* [Text provided]:
--

In what could be a breakthrough moment for those living with chronic pain, reachers from the University of Oxford have a new understanding of the mechanisms that cause chronic pain
In a study published in BMJ Journals, estimated that chronic pain affects between one-third and a half of the UK population, approximately just under 28 million adults – and that figure is likely to rise in line with the ageing population.
But now, a new study from the University of Oxford has made a discovery that could lead to the development of new treatments for chronic pain.
The researchers started from the understanding that repeated stimulation – for example, a sharp pin prick – can lead to a heightened sensitivity to pain. This is a process called ‘pain wind-up’, and it contributes to clinical pain disorders.
From here, the researchers compared genetic variation in samples from more than 1,000 participants in Colombia, and used these to see whether there were any genetic variants more common in people who experienced greater ‘pain wind-up’. What they found was a significant difference in the variants of one specific gene, NCX3.
The next phase was a series of experiments in mice, which sought to understand how this gene regulates ‘pain wind-up’, and whether it could be a treatment target.

--

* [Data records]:
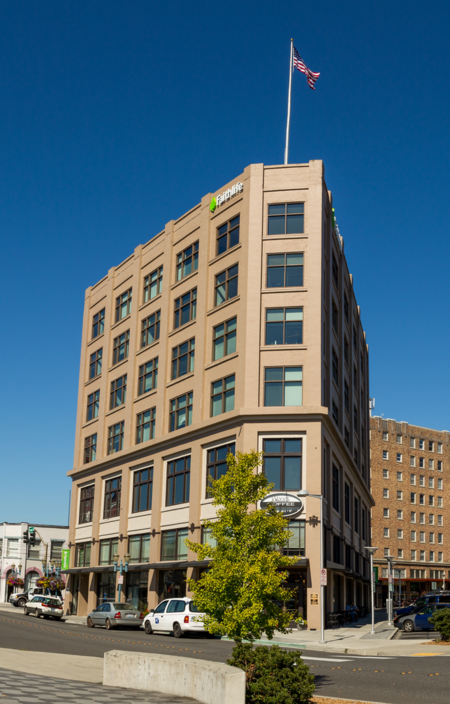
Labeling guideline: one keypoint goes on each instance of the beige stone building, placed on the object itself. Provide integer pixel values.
(411, 517)
(236, 328)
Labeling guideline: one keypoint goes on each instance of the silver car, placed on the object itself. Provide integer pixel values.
(114, 615)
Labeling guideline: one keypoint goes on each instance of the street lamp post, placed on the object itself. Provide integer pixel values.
(302, 493)
(121, 568)
(371, 552)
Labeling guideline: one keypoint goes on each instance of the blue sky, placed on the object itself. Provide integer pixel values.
(118, 116)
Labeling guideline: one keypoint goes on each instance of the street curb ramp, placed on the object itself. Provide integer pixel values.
(208, 682)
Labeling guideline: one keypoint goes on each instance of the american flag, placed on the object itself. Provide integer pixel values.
(311, 77)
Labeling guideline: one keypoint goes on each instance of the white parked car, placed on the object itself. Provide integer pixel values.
(177, 616)
(44, 606)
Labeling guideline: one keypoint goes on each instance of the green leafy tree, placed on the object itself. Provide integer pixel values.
(242, 590)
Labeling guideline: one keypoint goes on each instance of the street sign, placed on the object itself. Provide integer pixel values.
(65, 559)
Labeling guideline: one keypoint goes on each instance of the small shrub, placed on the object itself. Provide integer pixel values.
(441, 623)
(274, 676)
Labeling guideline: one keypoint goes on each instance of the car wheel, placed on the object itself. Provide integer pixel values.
(177, 632)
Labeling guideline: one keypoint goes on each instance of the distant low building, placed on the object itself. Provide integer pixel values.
(25, 561)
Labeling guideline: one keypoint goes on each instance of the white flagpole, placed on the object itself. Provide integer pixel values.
(288, 124)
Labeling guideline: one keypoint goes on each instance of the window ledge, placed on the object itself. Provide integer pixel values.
(182, 327)
(95, 339)
(186, 278)
(122, 320)
(223, 305)
(224, 254)
(222, 359)
(147, 347)
(152, 300)
(146, 395)
(180, 378)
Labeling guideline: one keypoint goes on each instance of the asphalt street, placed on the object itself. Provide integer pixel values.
(388, 680)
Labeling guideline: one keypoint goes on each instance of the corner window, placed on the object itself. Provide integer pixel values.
(284, 270)
(284, 326)
(222, 395)
(142, 490)
(283, 386)
(228, 235)
(123, 305)
(185, 308)
(226, 285)
(224, 338)
(113, 488)
(187, 261)
(148, 376)
(153, 284)
(183, 358)
(145, 426)
(98, 324)
(286, 219)
(181, 412)
(150, 329)
(178, 481)
(282, 463)
(90, 449)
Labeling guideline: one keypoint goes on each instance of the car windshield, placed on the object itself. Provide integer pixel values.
(124, 607)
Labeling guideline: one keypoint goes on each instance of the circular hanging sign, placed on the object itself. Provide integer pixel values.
(287, 504)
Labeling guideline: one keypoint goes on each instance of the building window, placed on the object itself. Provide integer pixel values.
(335, 367)
(118, 392)
(228, 235)
(217, 463)
(98, 324)
(108, 548)
(226, 285)
(181, 412)
(83, 555)
(286, 219)
(121, 347)
(115, 438)
(142, 490)
(95, 365)
(284, 326)
(153, 284)
(113, 489)
(148, 376)
(93, 404)
(187, 261)
(224, 338)
(283, 386)
(86, 504)
(282, 463)
(145, 426)
(183, 358)
(139, 548)
(336, 501)
(173, 545)
(284, 270)
(178, 480)
(222, 395)
(185, 308)
(150, 329)
(123, 305)
(90, 449)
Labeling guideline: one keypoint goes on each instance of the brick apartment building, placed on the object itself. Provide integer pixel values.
(411, 517)
(236, 328)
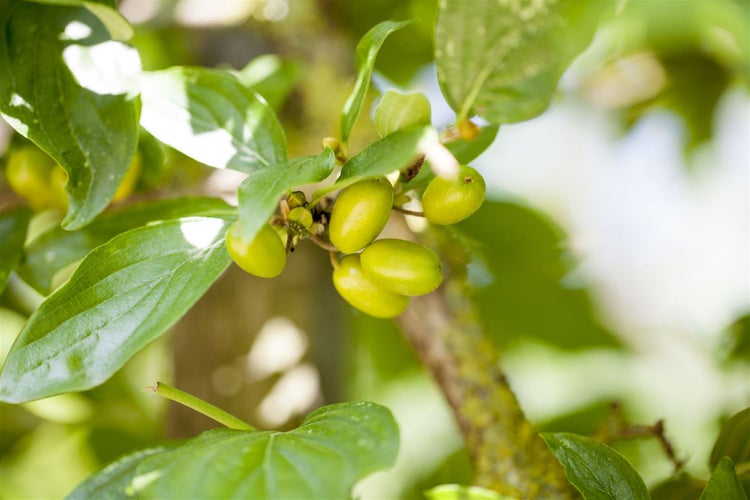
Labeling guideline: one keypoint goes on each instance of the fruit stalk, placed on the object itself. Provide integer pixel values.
(507, 453)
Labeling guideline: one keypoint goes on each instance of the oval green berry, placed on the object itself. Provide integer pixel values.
(301, 216)
(265, 256)
(402, 267)
(360, 213)
(360, 292)
(449, 201)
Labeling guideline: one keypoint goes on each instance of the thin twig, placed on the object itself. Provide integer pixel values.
(408, 212)
(322, 244)
(197, 404)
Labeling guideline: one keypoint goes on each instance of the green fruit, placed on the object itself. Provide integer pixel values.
(449, 201)
(402, 267)
(360, 292)
(296, 199)
(360, 213)
(301, 216)
(36, 177)
(265, 256)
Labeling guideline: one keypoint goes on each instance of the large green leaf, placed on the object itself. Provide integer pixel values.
(723, 484)
(680, 487)
(733, 440)
(211, 117)
(323, 458)
(259, 194)
(367, 52)
(111, 482)
(69, 87)
(467, 150)
(13, 225)
(54, 250)
(596, 470)
(502, 60)
(124, 295)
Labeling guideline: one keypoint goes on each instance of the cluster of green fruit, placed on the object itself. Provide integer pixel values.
(377, 277)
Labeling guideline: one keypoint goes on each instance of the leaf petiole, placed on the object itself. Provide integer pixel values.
(207, 409)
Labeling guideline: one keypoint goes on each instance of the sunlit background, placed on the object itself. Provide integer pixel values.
(614, 267)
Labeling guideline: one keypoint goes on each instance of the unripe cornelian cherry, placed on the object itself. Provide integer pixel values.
(360, 213)
(361, 293)
(264, 256)
(448, 201)
(33, 175)
(402, 267)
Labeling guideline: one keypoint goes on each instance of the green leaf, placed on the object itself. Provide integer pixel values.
(117, 26)
(72, 93)
(111, 482)
(259, 194)
(596, 470)
(519, 267)
(723, 484)
(56, 249)
(733, 440)
(397, 111)
(458, 492)
(367, 52)
(681, 487)
(502, 60)
(13, 226)
(323, 458)
(124, 294)
(211, 117)
(272, 77)
(394, 152)
(467, 150)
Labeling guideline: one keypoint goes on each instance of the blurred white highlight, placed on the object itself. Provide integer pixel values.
(201, 232)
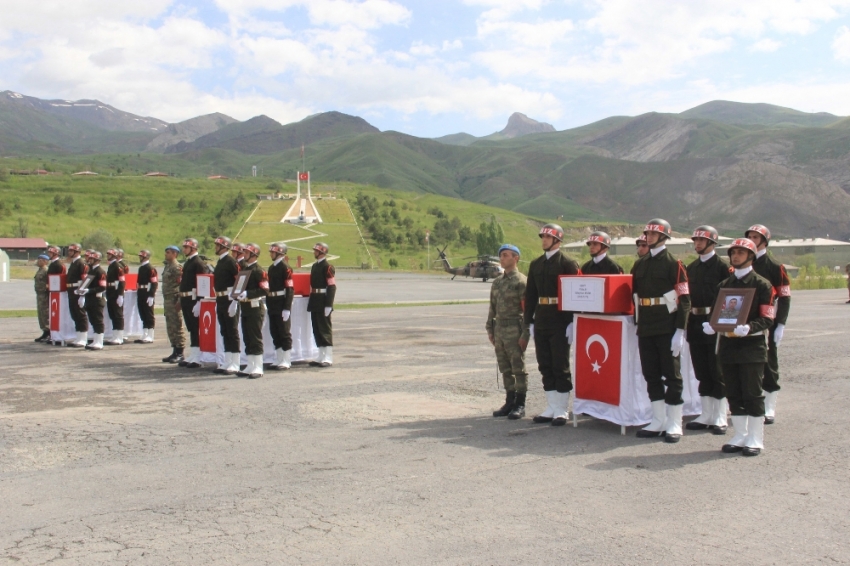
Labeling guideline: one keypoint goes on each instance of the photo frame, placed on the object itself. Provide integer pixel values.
(731, 308)
(240, 285)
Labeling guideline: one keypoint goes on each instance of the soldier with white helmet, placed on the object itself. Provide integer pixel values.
(743, 352)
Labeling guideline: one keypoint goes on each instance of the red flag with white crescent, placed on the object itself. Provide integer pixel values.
(206, 326)
(598, 347)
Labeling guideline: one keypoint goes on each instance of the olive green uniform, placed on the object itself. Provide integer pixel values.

--

* [Your objective]: According to the article on chronic pain research, why is the number of UK adults affected by chronic pain expected to rise? Answer in one to three sentences.

* [Exercise answer]: The figure is expected to rise in line with the ageing population.